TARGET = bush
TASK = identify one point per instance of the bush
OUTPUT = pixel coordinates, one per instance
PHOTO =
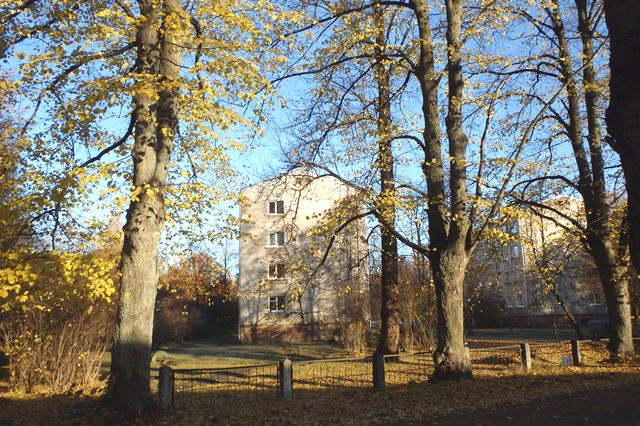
(353, 336)
(56, 319)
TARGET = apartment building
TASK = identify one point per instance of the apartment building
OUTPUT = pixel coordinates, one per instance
(539, 265)
(299, 279)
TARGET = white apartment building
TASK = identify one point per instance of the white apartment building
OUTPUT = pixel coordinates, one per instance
(541, 259)
(286, 289)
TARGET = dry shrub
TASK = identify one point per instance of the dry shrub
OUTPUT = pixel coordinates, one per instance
(56, 321)
(354, 337)
(58, 353)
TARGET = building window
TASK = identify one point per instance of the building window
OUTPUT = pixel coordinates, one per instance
(276, 207)
(516, 250)
(276, 304)
(276, 271)
(276, 239)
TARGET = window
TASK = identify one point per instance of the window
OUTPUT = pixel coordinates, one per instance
(276, 239)
(516, 250)
(276, 304)
(276, 207)
(276, 272)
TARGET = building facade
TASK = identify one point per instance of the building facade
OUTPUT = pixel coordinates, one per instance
(299, 279)
(539, 268)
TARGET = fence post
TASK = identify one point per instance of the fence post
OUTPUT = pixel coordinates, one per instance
(165, 387)
(525, 355)
(575, 352)
(285, 389)
(378, 370)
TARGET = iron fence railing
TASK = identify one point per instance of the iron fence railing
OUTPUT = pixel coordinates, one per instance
(267, 380)
(407, 368)
(495, 358)
(332, 374)
(257, 380)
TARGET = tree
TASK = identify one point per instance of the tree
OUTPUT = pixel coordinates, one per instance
(581, 97)
(624, 105)
(173, 80)
(451, 210)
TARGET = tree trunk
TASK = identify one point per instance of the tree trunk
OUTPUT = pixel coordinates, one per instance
(156, 124)
(451, 358)
(591, 184)
(448, 226)
(567, 313)
(624, 105)
(390, 291)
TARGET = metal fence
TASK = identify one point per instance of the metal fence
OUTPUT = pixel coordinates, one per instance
(496, 358)
(270, 380)
(332, 374)
(255, 380)
(407, 368)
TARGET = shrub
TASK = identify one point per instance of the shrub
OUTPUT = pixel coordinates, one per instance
(56, 318)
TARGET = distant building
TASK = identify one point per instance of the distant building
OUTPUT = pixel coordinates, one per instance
(286, 291)
(540, 262)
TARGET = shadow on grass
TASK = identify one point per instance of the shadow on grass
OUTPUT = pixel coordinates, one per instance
(356, 405)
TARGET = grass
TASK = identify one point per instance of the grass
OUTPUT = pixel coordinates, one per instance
(320, 398)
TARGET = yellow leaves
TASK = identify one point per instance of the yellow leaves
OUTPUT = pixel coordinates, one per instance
(56, 280)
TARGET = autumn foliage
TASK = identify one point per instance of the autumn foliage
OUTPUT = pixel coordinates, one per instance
(57, 316)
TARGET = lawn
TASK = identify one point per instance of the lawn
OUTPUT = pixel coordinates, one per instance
(499, 383)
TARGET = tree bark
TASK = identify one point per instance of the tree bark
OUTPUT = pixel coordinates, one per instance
(624, 105)
(156, 123)
(390, 291)
(448, 225)
(591, 178)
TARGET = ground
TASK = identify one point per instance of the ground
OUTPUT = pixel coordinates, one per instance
(598, 393)
(617, 406)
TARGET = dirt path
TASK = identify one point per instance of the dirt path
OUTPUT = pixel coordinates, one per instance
(620, 406)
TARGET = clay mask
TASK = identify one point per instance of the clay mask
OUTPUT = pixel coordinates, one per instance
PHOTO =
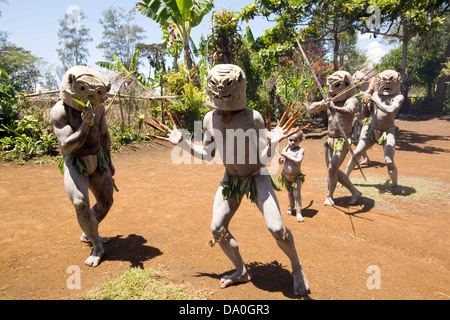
(388, 83)
(84, 84)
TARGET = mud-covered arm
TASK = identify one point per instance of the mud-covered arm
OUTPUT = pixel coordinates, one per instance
(349, 106)
(205, 151)
(296, 157)
(69, 140)
(105, 138)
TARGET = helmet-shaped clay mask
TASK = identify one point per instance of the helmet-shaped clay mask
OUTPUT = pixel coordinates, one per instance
(84, 84)
(226, 88)
(388, 82)
(362, 77)
(338, 82)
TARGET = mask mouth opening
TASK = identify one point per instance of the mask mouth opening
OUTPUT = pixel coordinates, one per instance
(222, 97)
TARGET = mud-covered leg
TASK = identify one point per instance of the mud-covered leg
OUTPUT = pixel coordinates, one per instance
(77, 188)
(268, 205)
(223, 211)
(297, 195)
(389, 152)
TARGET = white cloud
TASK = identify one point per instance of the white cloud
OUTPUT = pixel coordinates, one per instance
(363, 36)
(375, 51)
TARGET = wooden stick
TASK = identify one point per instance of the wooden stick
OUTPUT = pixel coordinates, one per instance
(177, 121)
(286, 113)
(169, 114)
(299, 129)
(156, 137)
(166, 128)
(290, 123)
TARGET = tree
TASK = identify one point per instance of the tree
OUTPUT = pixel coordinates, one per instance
(316, 21)
(179, 15)
(120, 36)
(155, 53)
(21, 66)
(404, 20)
(73, 37)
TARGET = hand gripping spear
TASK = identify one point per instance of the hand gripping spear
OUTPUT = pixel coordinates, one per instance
(333, 113)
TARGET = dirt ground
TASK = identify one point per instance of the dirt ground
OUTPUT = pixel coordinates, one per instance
(161, 217)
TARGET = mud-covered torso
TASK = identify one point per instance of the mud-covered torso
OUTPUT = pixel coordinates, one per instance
(344, 119)
(382, 120)
(237, 135)
(92, 143)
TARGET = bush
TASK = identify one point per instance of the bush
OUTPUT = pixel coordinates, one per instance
(26, 140)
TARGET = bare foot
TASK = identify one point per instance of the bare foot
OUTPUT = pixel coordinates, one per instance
(235, 278)
(94, 258)
(355, 198)
(84, 238)
(301, 285)
(329, 201)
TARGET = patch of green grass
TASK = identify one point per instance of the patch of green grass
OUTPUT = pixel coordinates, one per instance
(139, 284)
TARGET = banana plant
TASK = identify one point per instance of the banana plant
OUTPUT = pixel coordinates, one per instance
(130, 74)
(183, 15)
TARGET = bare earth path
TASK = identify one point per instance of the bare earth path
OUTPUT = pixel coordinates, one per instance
(162, 213)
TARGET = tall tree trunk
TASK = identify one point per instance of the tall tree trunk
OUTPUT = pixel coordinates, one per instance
(442, 86)
(403, 73)
(337, 43)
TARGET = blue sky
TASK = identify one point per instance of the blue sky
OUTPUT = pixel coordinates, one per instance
(33, 25)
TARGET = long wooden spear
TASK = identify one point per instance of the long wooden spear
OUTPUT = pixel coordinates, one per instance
(333, 113)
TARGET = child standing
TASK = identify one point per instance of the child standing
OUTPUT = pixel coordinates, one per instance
(291, 177)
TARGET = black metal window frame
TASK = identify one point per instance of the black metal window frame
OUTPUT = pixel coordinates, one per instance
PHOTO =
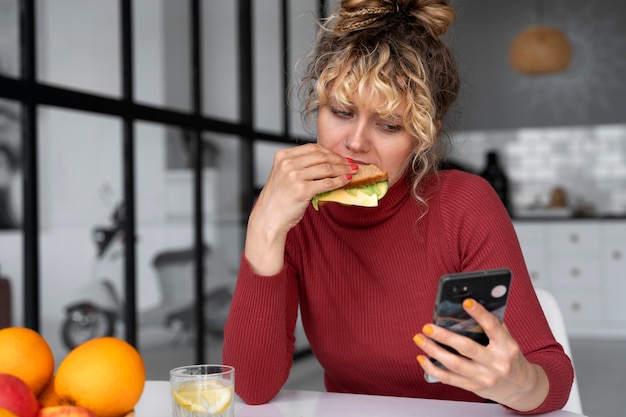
(32, 94)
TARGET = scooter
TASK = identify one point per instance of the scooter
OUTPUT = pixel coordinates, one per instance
(99, 306)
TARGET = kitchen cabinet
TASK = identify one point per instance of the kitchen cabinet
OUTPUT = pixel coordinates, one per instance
(583, 263)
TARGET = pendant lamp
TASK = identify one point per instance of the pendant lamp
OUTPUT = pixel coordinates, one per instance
(540, 49)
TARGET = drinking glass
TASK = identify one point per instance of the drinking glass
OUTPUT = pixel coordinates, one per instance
(203, 391)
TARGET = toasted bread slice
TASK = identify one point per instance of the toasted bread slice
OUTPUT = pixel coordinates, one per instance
(366, 175)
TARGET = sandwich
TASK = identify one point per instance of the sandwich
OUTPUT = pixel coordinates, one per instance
(369, 184)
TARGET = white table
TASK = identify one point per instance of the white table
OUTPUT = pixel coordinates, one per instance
(155, 402)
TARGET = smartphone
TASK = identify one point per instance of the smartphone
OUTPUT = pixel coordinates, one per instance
(489, 288)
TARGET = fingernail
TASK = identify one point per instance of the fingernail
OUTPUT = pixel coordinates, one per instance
(419, 340)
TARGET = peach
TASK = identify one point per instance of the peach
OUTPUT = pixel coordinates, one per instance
(65, 411)
(17, 397)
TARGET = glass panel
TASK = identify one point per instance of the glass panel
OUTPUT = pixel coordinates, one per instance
(264, 158)
(165, 229)
(162, 53)
(268, 81)
(220, 60)
(79, 45)
(9, 38)
(11, 238)
(81, 246)
(302, 32)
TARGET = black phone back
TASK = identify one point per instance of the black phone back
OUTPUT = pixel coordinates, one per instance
(490, 288)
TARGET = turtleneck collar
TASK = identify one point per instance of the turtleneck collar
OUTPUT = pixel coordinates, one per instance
(361, 217)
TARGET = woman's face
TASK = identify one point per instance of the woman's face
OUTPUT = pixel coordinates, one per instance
(361, 133)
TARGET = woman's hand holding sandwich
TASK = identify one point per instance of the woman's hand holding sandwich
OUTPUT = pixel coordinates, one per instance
(297, 174)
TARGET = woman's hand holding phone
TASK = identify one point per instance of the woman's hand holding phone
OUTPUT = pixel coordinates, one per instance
(498, 371)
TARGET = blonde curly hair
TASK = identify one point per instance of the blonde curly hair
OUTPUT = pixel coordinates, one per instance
(395, 48)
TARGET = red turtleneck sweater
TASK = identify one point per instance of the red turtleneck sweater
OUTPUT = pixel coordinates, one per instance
(365, 280)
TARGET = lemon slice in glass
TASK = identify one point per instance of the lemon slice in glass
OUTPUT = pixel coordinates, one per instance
(209, 397)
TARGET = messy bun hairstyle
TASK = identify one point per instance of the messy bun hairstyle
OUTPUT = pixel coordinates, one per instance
(395, 48)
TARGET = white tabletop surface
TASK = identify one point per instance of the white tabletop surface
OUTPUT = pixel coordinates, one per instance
(155, 402)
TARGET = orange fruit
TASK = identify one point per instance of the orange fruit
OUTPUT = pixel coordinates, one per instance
(48, 396)
(26, 354)
(105, 375)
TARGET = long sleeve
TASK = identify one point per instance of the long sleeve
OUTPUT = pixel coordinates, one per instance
(259, 334)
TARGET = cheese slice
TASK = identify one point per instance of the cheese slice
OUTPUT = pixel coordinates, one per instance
(343, 197)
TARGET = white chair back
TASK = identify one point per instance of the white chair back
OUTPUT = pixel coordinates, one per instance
(555, 319)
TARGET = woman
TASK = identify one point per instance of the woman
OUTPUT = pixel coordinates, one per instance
(380, 81)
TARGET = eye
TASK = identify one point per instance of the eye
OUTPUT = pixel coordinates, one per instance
(339, 112)
(391, 127)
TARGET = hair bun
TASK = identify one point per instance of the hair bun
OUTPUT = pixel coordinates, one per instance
(435, 16)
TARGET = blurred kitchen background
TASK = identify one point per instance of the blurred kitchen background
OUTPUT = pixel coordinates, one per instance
(560, 139)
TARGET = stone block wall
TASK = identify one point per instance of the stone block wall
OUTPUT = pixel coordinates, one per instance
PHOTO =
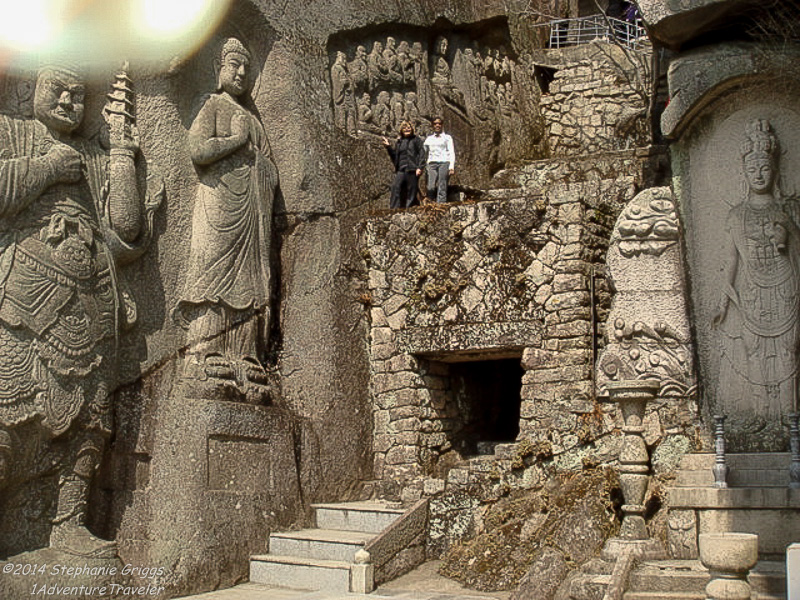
(598, 102)
(501, 279)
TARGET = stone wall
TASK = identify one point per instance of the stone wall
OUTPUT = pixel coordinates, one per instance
(597, 101)
(491, 280)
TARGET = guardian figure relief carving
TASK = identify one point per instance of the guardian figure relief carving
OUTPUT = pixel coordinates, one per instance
(71, 214)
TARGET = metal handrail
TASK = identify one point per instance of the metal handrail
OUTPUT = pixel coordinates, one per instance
(583, 30)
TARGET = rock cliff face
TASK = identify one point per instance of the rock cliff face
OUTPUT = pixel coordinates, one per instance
(339, 351)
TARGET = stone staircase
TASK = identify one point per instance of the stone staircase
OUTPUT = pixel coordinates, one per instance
(758, 500)
(686, 580)
(324, 558)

___

● INSTRUCTIONS TO FOLLOW:
Only those lines from the one containing "TARGET = stone block wall" to the end of the material above, retyped exactly and without pictures, belong in your reply.

● SOLUTION:
TARGET = stone block wall
TASK = identify one point per instance of the stone block wall
OUTPUT = pixel coordinates, one per instance
PHOTO =
(598, 102)
(501, 279)
TARGET = stone wall
TASK = identify one point per instance of the stone wall
OUTPUT = pixel coordinates, one per instance
(597, 101)
(491, 280)
TARGET = guardian figure relief carving
TASK = identify one point per instance of the guardian figure relief carving
OUTPUT = pixel coordinates, one per instance
(71, 214)
TARGET = metal handrail
TASK = identify one point per instance of the metal handrail
OUTPUT = pixel coordinates, one per instance
(583, 30)
TARGET = rock cliff face
TASK = identify one point per instance of the rock cliff face
OUTPUT = pixel coordinates, one per instance
(339, 351)
TARGET = stone staircase
TASK = identify one point per instance of the stone staircase
OUTPUT = pixel coordinates, one per instance
(758, 500)
(686, 580)
(324, 558)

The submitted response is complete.